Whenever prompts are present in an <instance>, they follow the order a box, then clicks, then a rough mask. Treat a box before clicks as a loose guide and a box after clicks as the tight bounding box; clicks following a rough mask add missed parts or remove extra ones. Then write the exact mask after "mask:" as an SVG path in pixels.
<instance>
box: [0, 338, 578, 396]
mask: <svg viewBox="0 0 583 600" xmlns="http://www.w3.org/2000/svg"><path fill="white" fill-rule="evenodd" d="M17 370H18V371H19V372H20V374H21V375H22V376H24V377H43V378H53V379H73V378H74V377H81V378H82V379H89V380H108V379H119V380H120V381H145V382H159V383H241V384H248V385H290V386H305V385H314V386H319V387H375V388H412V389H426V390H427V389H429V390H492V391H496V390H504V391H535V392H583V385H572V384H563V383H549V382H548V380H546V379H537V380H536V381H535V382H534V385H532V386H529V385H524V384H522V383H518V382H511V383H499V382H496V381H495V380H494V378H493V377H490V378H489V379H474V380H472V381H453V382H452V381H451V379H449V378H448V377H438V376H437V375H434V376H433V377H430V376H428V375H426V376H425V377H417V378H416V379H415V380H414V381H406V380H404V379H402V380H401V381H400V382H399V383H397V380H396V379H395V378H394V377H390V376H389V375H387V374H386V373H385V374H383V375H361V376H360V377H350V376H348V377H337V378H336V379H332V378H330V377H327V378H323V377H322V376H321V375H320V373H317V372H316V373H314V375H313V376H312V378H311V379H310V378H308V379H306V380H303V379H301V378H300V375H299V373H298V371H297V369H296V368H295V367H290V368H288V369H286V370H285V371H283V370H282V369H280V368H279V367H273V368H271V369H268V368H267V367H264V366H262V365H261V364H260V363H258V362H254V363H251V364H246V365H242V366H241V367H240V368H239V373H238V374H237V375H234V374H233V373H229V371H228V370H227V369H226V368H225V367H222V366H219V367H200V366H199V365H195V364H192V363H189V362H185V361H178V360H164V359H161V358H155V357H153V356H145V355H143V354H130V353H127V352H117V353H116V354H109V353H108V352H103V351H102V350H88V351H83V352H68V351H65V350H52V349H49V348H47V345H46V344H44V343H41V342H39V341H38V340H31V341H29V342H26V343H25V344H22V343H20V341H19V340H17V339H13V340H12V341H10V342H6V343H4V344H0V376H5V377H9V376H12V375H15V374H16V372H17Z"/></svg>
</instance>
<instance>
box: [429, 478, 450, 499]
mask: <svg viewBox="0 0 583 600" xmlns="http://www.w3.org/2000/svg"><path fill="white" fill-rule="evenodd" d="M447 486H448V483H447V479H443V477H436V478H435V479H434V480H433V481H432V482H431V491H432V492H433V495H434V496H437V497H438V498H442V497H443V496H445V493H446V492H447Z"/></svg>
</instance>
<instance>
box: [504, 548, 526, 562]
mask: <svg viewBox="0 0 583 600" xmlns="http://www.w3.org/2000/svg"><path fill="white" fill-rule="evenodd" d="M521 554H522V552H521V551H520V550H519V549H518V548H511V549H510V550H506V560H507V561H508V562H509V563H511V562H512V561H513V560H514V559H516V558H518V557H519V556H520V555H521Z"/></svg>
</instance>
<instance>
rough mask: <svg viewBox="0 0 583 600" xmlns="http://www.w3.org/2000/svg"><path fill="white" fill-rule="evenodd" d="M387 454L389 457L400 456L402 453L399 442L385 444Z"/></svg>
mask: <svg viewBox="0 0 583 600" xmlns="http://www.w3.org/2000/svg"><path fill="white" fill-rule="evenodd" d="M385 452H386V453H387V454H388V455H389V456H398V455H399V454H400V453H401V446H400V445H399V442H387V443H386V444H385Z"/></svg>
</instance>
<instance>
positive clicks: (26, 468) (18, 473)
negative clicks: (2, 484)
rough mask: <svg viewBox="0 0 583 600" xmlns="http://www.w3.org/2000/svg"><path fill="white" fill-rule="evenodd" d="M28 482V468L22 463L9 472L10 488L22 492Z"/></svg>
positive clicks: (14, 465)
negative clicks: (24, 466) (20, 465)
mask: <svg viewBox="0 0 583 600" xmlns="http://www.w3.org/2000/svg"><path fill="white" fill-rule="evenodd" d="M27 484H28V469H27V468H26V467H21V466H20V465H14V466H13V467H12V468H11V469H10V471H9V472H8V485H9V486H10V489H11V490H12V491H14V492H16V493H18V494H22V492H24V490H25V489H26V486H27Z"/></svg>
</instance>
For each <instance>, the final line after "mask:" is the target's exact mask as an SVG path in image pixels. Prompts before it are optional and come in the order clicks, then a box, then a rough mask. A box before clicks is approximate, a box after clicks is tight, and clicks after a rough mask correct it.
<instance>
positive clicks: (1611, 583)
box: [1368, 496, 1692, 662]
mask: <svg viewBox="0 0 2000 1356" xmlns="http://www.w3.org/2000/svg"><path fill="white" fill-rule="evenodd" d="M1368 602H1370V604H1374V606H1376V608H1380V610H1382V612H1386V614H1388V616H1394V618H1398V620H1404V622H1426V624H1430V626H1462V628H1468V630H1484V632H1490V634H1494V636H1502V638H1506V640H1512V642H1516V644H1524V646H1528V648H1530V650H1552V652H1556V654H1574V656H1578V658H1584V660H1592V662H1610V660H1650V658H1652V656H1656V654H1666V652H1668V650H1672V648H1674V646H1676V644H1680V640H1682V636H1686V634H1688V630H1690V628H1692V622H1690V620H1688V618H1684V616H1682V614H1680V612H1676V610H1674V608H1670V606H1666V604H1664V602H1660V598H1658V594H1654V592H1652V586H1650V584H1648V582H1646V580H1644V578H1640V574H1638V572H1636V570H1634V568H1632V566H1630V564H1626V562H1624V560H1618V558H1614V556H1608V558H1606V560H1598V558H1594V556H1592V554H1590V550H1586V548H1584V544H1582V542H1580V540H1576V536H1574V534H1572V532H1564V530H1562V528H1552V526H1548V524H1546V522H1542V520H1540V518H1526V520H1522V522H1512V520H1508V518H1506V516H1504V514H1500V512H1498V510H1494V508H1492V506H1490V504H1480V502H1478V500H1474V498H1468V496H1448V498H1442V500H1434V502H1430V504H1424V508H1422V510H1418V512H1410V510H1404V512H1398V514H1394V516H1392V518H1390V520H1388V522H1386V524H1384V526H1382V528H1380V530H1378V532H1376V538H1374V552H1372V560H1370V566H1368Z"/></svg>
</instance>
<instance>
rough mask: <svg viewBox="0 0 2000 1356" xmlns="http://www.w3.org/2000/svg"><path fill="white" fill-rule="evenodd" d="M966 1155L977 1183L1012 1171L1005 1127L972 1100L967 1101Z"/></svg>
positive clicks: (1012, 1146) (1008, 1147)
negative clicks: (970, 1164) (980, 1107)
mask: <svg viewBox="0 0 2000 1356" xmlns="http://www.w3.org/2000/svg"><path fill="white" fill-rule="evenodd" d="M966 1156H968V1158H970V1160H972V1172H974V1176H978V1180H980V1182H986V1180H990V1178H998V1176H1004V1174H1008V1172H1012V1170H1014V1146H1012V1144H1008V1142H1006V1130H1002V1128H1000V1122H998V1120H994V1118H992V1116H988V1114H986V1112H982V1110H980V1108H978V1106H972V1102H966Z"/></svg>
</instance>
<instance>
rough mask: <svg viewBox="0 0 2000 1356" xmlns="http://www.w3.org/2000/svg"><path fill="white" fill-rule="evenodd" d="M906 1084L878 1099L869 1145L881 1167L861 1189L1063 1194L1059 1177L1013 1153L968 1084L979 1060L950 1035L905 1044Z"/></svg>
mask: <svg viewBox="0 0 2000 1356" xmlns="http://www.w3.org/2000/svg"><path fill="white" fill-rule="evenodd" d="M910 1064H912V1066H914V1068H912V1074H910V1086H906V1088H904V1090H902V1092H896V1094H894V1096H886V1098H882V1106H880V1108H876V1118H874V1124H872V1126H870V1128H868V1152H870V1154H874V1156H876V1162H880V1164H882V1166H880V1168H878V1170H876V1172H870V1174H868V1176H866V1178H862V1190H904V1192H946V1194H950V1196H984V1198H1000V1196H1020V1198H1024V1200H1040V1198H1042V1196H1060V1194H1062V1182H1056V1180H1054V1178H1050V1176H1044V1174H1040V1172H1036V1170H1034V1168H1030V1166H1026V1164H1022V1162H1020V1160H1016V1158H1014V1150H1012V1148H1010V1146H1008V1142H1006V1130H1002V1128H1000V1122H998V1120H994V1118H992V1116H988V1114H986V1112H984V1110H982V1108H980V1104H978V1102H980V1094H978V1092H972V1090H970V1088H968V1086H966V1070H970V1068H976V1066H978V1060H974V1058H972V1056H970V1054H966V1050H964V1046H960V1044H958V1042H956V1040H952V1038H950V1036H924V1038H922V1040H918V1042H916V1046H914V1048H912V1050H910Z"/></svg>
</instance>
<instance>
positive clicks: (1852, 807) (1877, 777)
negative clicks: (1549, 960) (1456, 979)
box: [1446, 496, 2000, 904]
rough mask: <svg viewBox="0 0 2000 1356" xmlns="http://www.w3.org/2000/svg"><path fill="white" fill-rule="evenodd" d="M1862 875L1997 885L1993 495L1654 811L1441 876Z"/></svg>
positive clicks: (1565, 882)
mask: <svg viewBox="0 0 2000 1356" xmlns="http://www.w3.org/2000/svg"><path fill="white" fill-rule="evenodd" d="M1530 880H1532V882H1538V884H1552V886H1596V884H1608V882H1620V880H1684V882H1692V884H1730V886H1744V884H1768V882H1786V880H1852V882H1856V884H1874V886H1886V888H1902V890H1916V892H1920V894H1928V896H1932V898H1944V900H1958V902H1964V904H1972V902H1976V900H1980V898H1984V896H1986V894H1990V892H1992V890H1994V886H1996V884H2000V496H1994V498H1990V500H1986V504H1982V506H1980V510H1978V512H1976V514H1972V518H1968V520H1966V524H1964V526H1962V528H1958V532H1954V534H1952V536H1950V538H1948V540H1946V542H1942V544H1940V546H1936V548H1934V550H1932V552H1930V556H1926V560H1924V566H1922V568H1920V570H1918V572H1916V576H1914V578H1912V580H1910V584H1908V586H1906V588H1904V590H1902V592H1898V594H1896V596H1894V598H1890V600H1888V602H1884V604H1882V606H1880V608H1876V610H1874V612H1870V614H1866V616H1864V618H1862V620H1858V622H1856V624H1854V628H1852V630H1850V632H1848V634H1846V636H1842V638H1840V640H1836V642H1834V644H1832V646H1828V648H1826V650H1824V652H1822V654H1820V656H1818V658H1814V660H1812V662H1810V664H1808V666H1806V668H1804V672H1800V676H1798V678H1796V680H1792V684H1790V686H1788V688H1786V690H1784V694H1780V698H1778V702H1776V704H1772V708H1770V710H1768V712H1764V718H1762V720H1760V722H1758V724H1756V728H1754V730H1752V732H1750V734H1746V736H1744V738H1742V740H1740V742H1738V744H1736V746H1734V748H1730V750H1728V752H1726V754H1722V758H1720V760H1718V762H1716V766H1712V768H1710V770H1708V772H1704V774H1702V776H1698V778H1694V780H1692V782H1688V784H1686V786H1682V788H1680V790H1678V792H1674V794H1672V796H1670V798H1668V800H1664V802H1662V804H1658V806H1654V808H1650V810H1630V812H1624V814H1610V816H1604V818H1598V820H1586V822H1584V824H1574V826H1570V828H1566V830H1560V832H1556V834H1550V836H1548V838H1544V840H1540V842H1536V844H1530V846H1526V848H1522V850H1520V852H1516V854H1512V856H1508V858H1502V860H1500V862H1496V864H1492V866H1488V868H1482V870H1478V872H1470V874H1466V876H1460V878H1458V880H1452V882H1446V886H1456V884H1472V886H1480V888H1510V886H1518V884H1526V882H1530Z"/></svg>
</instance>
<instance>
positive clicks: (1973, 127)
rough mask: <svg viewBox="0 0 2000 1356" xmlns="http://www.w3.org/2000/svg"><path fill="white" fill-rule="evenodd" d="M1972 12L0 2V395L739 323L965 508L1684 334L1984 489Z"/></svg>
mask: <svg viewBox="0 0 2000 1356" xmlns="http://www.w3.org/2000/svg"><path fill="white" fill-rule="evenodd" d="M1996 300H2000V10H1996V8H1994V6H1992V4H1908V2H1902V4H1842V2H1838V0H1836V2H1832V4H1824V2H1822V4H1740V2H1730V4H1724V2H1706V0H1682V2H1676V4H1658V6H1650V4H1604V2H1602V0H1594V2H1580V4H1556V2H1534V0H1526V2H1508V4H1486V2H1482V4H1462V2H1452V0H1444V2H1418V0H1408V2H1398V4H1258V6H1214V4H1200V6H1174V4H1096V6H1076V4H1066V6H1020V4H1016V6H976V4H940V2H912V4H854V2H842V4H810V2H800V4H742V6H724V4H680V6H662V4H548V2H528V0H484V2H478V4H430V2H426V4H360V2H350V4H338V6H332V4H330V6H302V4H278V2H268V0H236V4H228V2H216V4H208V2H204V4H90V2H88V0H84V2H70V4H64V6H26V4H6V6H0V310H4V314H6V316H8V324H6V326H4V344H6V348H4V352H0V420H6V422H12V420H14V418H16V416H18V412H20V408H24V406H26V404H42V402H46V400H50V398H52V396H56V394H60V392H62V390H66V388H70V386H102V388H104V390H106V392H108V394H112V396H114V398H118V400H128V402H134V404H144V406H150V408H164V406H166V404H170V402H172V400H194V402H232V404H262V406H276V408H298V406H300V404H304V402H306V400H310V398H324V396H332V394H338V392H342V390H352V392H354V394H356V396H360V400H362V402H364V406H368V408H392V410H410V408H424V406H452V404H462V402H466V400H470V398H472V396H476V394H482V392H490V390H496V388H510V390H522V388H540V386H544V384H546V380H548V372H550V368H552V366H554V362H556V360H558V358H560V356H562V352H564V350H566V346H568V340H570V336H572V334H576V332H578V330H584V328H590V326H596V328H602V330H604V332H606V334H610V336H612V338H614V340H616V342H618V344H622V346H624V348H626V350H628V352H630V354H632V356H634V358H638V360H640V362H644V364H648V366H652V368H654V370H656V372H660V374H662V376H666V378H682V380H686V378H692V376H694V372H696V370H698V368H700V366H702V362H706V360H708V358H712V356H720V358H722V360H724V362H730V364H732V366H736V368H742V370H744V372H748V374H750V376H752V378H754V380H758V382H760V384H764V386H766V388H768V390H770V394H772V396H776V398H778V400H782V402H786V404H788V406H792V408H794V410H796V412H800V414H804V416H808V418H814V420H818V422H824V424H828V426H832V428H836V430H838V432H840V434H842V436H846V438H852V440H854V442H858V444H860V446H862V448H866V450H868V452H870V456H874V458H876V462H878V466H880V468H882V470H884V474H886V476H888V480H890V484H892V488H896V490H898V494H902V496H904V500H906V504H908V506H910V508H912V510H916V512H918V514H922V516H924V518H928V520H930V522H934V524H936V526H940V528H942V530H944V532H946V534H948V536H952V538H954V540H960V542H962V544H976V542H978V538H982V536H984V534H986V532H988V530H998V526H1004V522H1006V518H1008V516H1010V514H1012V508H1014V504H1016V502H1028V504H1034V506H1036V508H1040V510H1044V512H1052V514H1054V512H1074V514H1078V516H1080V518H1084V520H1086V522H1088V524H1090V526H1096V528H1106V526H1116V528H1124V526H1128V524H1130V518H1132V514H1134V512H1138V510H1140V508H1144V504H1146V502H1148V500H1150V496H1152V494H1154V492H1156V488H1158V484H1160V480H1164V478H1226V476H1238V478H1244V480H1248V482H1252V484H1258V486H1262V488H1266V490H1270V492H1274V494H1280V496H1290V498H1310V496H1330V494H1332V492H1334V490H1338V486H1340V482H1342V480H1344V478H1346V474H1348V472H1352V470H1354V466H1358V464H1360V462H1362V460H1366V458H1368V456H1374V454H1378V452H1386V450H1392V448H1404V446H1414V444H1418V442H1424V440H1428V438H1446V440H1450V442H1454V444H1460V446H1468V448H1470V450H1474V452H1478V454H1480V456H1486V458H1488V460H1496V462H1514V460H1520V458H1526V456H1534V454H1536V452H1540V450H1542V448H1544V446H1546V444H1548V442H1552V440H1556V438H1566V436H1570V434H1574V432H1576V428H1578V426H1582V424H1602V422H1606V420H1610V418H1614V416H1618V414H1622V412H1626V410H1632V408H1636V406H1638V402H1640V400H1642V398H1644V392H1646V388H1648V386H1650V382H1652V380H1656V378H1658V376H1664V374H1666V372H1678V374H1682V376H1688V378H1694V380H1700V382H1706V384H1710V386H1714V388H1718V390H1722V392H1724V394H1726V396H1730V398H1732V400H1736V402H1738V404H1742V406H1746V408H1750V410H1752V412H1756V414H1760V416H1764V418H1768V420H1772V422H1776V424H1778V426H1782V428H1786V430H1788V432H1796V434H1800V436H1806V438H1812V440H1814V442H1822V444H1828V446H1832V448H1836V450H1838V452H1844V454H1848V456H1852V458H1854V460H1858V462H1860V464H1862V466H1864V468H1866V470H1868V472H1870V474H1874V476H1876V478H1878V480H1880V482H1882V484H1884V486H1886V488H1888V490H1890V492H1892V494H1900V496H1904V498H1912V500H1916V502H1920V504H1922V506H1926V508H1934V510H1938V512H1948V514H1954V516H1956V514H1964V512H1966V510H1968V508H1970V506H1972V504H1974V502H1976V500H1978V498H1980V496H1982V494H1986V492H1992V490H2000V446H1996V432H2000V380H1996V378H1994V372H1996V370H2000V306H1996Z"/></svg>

□ □ □ □ □ □ □

• [WHAT YOU NEED TO DO]:
Gather every line above that contains the word "negative".

• [RESPONSE TO THIS TASK]:
negative clicks: (2, 484)
negative clicks: (24, 466) (20, 465)
negative clicks: (970, 1164) (980, 1107)
negative clicks: (1549, 960) (1456, 979)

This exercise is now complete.